Vorliegender Text —
--------------------
Medien-Boykott und Medien-Schelte: Trainer schossen auch schon zurück

Von Klaus Lükewille
Gelsenkirchen (WB). Sie spielen und siegen. Sie tricksen und treffen. Aber sie reden nicht mehr. Das Schweigen der Schalker, es begann nach dem 2:2 gegen Rekordmeister FC Bayern München am Abend des 5. November.

Wortlos und grußlos ließen die Königsblauen damals die Medienvertreter stehen. Tief beleidigt und schwer verletzt, sie fühlten sich zu scharf kritisiert. Es folgte der Interview-Boykott, den ein Spieler jetzt allerdings umdribbelte. Aber der Däne Peter Lövenkrands äußerte sich nur in seiner Heimat, das war ein Auswärtsspiel. Kapitän Marcelo Bordon war trotzdem ziemlich sauer und stellte fest: »Wir bleiben bei unserem Beschluss. Wir sprechen vorerst nicht mehr mit deutschen Journalisten.«
Ob dieses Gelübde direkte Auswirkungen auf ihre Spiele hat, ist wissenschaftlich noch nicht erwiesen. Fest steht: Jenseits der Stille sorgten sie für Knalleffekte. Die Schalker Schweiger stürmten an die Spitze. Das freut den Vorstand, das bejubeln die Fans. Und das registrieren selbstverständlich die Medien. Allerdings: So schlimm ist es nun auch wieder nicht, auf die Aussagen der Kicker mal ein paar Wochen verzichten zu müssen. Gerade über diesen Verein und in diesem Verein ist vorher genug bis viel zu viel geredet worden.
--------------------
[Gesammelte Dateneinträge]
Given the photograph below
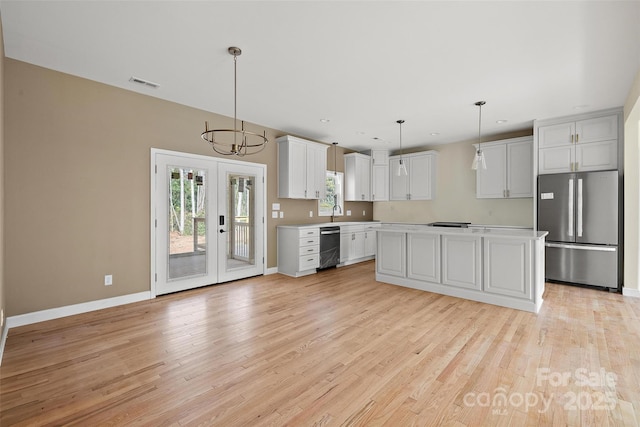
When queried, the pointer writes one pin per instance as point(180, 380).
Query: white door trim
point(153, 202)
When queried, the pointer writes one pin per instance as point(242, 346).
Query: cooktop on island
point(450, 224)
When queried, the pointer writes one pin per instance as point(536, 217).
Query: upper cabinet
point(420, 181)
point(583, 143)
point(357, 177)
point(509, 172)
point(302, 168)
point(379, 175)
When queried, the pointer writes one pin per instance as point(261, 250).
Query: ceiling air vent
point(144, 82)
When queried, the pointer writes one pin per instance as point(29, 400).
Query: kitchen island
point(495, 265)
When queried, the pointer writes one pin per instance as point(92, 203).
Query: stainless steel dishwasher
point(329, 246)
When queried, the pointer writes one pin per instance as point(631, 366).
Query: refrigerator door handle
point(579, 220)
point(570, 210)
point(581, 247)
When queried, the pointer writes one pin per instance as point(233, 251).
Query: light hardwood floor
point(335, 348)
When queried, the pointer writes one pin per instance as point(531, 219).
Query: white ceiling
point(361, 64)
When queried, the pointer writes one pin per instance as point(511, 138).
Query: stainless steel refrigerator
point(581, 213)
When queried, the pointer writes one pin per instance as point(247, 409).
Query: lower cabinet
point(298, 250)
point(507, 267)
point(356, 243)
point(501, 270)
point(423, 257)
point(370, 246)
point(391, 256)
point(462, 261)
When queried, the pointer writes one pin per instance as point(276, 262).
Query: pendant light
point(234, 142)
point(478, 159)
point(402, 169)
point(336, 207)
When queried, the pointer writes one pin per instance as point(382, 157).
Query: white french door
point(207, 222)
point(240, 221)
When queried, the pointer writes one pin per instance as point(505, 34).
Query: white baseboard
point(3, 339)
point(69, 310)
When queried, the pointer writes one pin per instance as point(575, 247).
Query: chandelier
point(234, 142)
point(478, 159)
point(402, 168)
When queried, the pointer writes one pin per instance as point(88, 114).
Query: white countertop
point(476, 230)
point(328, 224)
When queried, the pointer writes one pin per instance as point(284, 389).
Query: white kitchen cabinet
point(379, 175)
point(420, 181)
point(509, 172)
point(298, 250)
point(370, 240)
point(391, 258)
point(302, 168)
point(507, 267)
point(423, 257)
point(357, 177)
point(582, 143)
point(462, 261)
point(352, 243)
point(496, 266)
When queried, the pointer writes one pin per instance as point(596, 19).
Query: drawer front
point(309, 232)
point(308, 262)
point(309, 241)
point(308, 250)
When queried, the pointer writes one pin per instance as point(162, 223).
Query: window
point(333, 202)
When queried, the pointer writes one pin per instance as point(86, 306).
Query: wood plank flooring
point(335, 348)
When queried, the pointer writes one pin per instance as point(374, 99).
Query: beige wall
point(77, 185)
point(456, 195)
point(3, 309)
point(632, 187)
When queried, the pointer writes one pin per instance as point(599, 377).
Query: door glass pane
point(187, 223)
point(240, 232)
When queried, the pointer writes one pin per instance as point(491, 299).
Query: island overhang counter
point(495, 265)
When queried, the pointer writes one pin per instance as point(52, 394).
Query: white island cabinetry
point(501, 266)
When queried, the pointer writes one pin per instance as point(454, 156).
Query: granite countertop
point(328, 224)
point(477, 230)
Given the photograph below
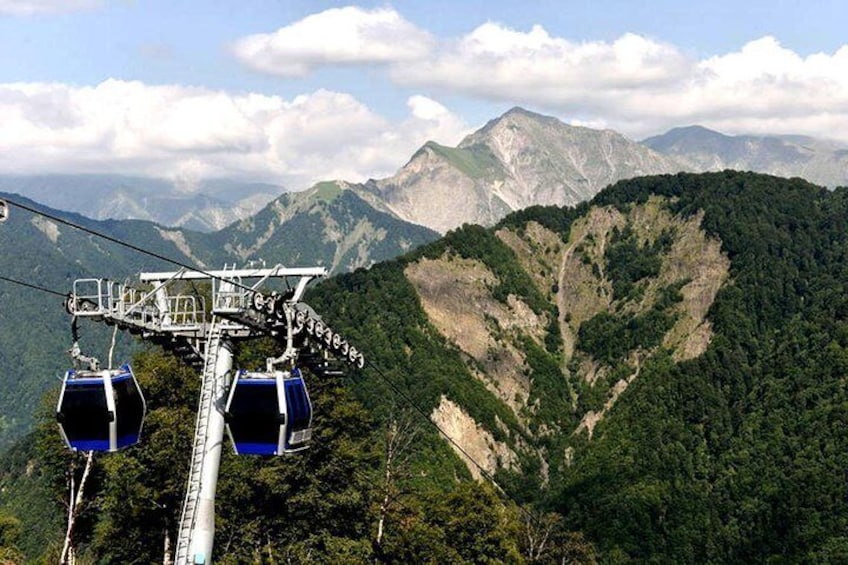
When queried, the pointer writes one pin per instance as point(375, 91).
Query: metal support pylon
--------------------
Deine Aufgaben —
1 - Schreib aus den Datensätzen die Zeilen unverändert ab, angefangen bei der Zeile mit „as point(631, 366).“ bis einschließlich der Zeile mit „point(581, 213)“.
2 - Schreib den Artikel über das Interview-Schweigen der Schalker weiter, und zwar im Anschluss an seinen letzten Satz.

Gelöste Aufgaben —
1 -
When queried, the pointer writes one pin per instance as point(631, 366).
Query: refrigerator door handle
point(579, 220)
point(570, 210)
point(581, 247)
When queried, the pointer writes one pin per instance as point(233, 251).
Query: light hardwood floor
point(335, 348)
When queried, the pointer writes one pin per instance as point(531, 219).
Query: white ceiling
point(361, 64)
When queried, the pointer writes one pin per instance as point(511, 138).
Query: stainless steel refrigerator
point(581, 213)

2 -
Trainer Mirko Slomka und Manager Andreas Müller sind im Moment die einzigen »Lautsprecher«. Ihre Tonlage ist wohltuend sachlich. Wobei Müller bisher vergeblich versuchte, den Medien-Boykott der Kicker zu beenden. Inzwischen hat er resigniert: »Die sollen selbst entscheiden, wann sie wieder Interviews geben wollen.«
Der Dialog mit den Medien ist für die Profi-Branche Fußball eigentlich eine Selbstverständlichkeit, in den meisten Fällen sogar erstklassige Eigenwerbung. Darauf können die Schalker aber in diesen Tagen verzichten. Schweigen und genießen. Ihre Ergebnisse und die Tabelle sprechen für sich.
Mirko Slomka, vor Wochen noch stark umstritten, rückt so immer mehr in den Vordergrund. Keine Frage: Der Mann, der selbst zu Krisenzeiten stets lächelte, er verkauft sich gut. Wie Kollege Felix Magath. Der Bayern-Coach spult alle Gespräche routiniert und freundlich ab. Auch Thomas Schaaf, eigentlich kein Schwätzer, hat seine Rolle akzeptiert. Der Bremer gibt immer Auskunft. Seine Sätze sind manchmal allerdings nicht besonders lang.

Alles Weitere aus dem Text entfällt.